* **WHAT TO PRODUCE**
Could you repeat all of the data below line for line, without changing a single character?

* **SOURCE DATA**
^^^^^^^^

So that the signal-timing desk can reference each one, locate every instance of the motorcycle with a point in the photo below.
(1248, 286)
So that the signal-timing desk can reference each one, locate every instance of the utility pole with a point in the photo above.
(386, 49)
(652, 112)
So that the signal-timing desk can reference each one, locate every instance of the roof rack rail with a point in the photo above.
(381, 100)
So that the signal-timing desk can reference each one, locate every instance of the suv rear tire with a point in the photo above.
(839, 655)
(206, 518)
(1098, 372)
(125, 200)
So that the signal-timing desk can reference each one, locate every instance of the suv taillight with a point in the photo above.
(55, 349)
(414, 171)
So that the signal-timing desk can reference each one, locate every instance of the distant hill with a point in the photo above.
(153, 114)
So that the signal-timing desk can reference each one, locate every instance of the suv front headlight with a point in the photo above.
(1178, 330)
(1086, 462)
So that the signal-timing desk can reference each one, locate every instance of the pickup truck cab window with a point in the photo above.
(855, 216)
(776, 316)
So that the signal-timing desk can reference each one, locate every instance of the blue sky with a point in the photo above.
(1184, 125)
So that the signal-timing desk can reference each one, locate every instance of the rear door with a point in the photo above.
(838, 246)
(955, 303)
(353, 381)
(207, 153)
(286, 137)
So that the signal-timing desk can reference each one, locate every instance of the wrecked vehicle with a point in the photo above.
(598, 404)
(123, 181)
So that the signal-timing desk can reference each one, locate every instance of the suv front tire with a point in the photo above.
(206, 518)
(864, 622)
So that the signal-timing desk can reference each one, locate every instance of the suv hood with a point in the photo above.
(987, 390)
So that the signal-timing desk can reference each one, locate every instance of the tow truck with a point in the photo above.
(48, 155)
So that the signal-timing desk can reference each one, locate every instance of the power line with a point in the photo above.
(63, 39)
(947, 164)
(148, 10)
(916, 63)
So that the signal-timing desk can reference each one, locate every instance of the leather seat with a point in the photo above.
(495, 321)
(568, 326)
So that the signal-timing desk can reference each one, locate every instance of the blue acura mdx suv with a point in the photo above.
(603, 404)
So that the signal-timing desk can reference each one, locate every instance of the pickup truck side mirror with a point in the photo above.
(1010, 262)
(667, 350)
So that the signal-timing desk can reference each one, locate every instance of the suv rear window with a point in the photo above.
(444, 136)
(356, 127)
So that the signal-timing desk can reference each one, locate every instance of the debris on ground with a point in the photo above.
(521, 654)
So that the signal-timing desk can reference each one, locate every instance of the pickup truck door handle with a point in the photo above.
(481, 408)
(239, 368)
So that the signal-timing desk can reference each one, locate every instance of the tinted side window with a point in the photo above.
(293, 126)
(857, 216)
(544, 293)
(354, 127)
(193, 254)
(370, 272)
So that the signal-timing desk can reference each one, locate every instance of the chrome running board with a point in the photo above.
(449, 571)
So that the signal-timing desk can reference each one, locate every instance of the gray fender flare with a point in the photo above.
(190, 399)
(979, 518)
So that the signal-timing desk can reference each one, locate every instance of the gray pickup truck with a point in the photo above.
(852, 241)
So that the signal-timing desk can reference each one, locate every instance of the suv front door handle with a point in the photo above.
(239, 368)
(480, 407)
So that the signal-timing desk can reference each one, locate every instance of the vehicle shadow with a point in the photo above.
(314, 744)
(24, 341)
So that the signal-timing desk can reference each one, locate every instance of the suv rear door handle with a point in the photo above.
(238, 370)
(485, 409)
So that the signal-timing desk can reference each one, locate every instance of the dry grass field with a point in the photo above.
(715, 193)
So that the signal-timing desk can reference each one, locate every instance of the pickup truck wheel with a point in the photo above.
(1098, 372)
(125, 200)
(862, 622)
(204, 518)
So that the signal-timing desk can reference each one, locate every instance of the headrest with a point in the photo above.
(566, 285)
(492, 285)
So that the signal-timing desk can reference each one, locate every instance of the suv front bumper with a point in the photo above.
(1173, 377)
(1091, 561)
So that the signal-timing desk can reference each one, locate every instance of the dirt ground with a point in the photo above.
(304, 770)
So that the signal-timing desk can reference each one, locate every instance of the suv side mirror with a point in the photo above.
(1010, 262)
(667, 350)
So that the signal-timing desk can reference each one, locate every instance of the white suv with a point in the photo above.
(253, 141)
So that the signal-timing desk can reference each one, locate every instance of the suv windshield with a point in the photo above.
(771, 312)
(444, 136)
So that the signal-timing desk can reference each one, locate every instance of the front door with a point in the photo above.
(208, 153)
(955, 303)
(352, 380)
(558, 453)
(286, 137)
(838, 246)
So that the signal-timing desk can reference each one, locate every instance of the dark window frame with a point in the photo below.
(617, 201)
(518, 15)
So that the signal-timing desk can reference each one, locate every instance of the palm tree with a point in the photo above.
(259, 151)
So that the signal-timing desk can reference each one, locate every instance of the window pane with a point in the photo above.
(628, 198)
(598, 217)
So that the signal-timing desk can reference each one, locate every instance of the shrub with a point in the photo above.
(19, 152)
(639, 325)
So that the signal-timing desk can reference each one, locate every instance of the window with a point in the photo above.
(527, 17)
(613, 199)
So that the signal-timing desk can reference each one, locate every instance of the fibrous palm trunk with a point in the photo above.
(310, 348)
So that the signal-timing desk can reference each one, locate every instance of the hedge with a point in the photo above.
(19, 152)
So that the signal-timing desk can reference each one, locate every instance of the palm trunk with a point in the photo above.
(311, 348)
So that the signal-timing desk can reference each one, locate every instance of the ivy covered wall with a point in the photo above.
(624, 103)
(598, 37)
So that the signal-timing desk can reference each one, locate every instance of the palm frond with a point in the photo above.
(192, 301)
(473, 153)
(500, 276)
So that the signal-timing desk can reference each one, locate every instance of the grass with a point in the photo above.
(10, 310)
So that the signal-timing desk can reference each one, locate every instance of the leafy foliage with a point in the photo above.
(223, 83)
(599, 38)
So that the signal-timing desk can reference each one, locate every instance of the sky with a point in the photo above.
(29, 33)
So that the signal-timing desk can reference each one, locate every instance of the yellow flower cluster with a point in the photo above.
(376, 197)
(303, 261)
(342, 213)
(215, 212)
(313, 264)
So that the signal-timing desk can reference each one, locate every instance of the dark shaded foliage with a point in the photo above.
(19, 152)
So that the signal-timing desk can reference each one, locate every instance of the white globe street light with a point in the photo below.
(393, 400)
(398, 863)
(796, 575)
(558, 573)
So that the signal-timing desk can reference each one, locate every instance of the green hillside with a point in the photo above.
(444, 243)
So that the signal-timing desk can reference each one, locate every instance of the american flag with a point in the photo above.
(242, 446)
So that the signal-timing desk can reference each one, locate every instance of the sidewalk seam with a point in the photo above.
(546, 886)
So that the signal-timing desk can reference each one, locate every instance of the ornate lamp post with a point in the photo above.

^^^^^^^^

* **RESPONSE**
So that the signal-timing desk can reference each one, locate every instance of the motorcycle with a point in the photo below.
(1248, 286)
So that the signal-timing desk can reference each one, locate every instance of the utility pole with a point in the photo above.
(386, 49)
(652, 112)
So that the signal-timing desk can reference each one, locate every instance of the roof rack rail with a point in the photo above.
(381, 100)
So that the signal-timing desk can reference each one, locate every instance of the suv rear tire with a point in the photo above.
(839, 655)
(206, 518)
(1098, 372)
(125, 200)
So that the signal-timing desk can reference each one, locate every instance of the suv taillight with a point in the photo above.
(55, 349)
(414, 171)
So that the signal-timing desk can reference each one, locate every instance of the distant hill with a point in the photo above.
(153, 114)
So that the signal-timing desk can reference each one, locate every instance of the suv front headlight with a point in the photo above.
(1178, 330)
(1086, 462)
So that the signal-timing desk can reference each one, locate every instance of the pickup truck cab window with a point in the photo above.
(855, 216)
(776, 316)
So that the signal-timing desk can reference each one, locate every instance of the blue sky with a point in the photo above.
(1184, 125)
So that the signal-timing desk can reference each one, locate every instance of the rear door with a point in the photo above.
(838, 246)
(955, 303)
(353, 381)
(207, 153)
(286, 137)
So that the signal-timing desk can reference each one, locate every instance of the wrecked vehicle with a point in the photo above.
(598, 404)
(123, 181)
So that the signal-timing desk can reference each one, locate every instance of the suv front tire with a point in the photo above.
(206, 518)
(864, 622)
So that the signal-timing desk can reference each one, locate every instance of the suv hood with a point in the photo above.
(987, 390)
So that the signal-timing desk can reference each one, locate every instance of the tow truck with a point in the photo above.
(48, 155)
So that the signal-timing desk can reference each one, locate every instance of the power line with a point in the photo above.
(63, 39)
(947, 164)
(148, 10)
(916, 63)
So that the signal-timing desk can reference each one, locate every instance of the leather seat with a point in the photo above.
(495, 321)
(568, 326)
So that the signal-timing desk can reference each one, locate every instance of the blue acura mdx suv with a point in the photo above.
(603, 404)
So that the signal-timing desk can reference each one, locate every instance of the pickup truck side mirror with a point in the photo above.
(1010, 262)
(667, 350)
So that the signal-timing desk can reference each one, locate every instance of the suv rear window with a point in the photo above.
(444, 136)
(356, 127)
So that the signal-timing desk can reference each one, locate every instance of the debris on ground with a point in the photo above.
(521, 654)
So that the signal-timing desk can reference each one, locate every instance of the pickup truck door handle with a point in the photo above.
(481, 408)
(239, 368)
So that the signal-timing desk can reference each one, locate every instance of the tinted side window with a point in the photo above.
(293, 126)
(857, 216)
(544, 293)
(354, 127)
(193, 254)
(370, 272)
So that the signal-timing desk can reference each one, locate every instance of the chrome running board with a point in the photo above.
(449, 571)
So that the signal-timing desk can reference each one, locate every instance of the gray fender flare with a point in the photo above.
(190, 399)
(979, 518)
So that the signal-timing desk can reference each one, locate every instance of the gray pickup truck with a point in the photo above.
(852, 241)
So that the signal-timing desk can reference each one, locate every instance of the suv front door handle with a point in the photo above.
(239, 368)
(480, 407)
So that the signal-timing desk can reference each one, locate every instance of the vehicle shadow with a point in the photo above.
(314, 744)
(24, 341)
So that the signal-timing desk can reference each one, locate every instance of the suv rear door handle with a point in the photo above.
(238, 370)
(485, 409)
So that the signal-timing desk can reference each one, locate every instance of the dry grass field with a point in the photo above.
(715, 193)
So that the signal-timing desk can reference each one, locate every instance of the pickup truck wheel with a point in the photo above.
(1098, 372)
(125, 200)
(862, 622)
(204, 518)
So that the signal-timing desk can reference each one, locate every instance of the headrest with a point in the photo above.
(566, 285)
(492, 285)
So that the signal-timing desk can reference each one, locate every instance of the suv front bumper with a point in the photo above.
(1173, 377)
(1091, 561)
So that the signal-timing desk can reference each one, locate every instance of the dirt ground with a point in the photo above.
(304, 770)
So that the signal-timing desk can reference each one, locate every instance of the suv side mirror with a point in the photo above.
(1010, 262)
(667, 350)
So that the signal-timing desk can reference each one, locate every instance of the white suv with a point in the photo above.
(253, 141)
So that the signal-timing desk can reference each one, locate every instance of the suv windshield with a point in the photo above.
(771, 312)
(444, 136)
So that the signal-timing desk can reference each one, locate every instance of the front door with a point in the photo above.
(208, 153)
(955, 303)
(352, 380)
(558, 453)
(286, 137)
(838, 246)
So that the signal-timing desk can reference each one, locate every instance of the dark window frame with a point in the photo below.
(617, 201)
(518, 15)
So that the signal-timing desk can reference each one, locate every instance of the palm tree with a point in the photo above.
(259, 151)
So that the signal-timing desk can reference each one, locate every instance of the window pane with a point in the photo above.
(628, 198)
(598, 217)
So that the signal-timing desk can reference each one, locate every instance of the shrub with a point in the photo above.
(19, 152)
(639, 325)
So that the signal-timing desk can reference each one, locate every instance of the window with a point in the photo above.
(527, 17)
(613, 199)
So that the signal-timing desk can reference each one, locate every instance of the fibrous palm trunk with a point in the photo above.
(310, 348)
So that the signal-timing desk can reference each one, locate every instance of the hedge with a point in the photo above.
(19, 152)
So that the signal-timing desk can reference each one, locate every instance of the palm trunk with a point in the photo above.
(311, 348)
So that the signal-timing desk can reference each one, locate every instance of the ivy covered wall with a point in the photo above.
(624, 103)
(598, 37)
So that the signal-timing desk can reference each one, locate every instance of the palm frond with a point in the photo above.
(192, 301)
(473, 153)
(500, 276)
So that the signal-timing desk can reference each one, locate every instance of the grass with a point in the photo above.
(10, 310)
So that the signal-timing desk can reference each one, locate every instance of the leafy foliage with a point in the photo above.
(223, 83)
(599, 38)
So that the signal-timing desk can reference each one, locate every instance of the sky with a point in the photo above.
(29, 33)
So that the signal-timing desk can reference each one, locate every instance of the yellow flower cluster with a point in the photo above.
(376, 197)
(303, 261)
(342, 213)
(215, 212)
(313, 264)
So that the signal-timing desk can reference each one, locate every instance of the dark shaded foliage with a point in the photo above.
(19, 152)
So that the signal-timing desk can reference each one, locate every instance of the white globe street light with a point in the photo below.
(393, 400)
(398, 863)
(796, 575)
(558, 573)
So that the signal-timing desk can reference each one, locate every instance of the green hillside with a point in the photo above.
(444, 243)
So that the signal-timing desk can reference each one, locate every instance of the american flag with a point in the photo above.
(242, 446)
So that the signal-timing desk can reference each one, locate every instance of the sidewalk seam with a point in the photo above.
(546, 886)
So that the signal-timing desk can reference each one, locate every instance of the ornate lamp post with a point in the photo above.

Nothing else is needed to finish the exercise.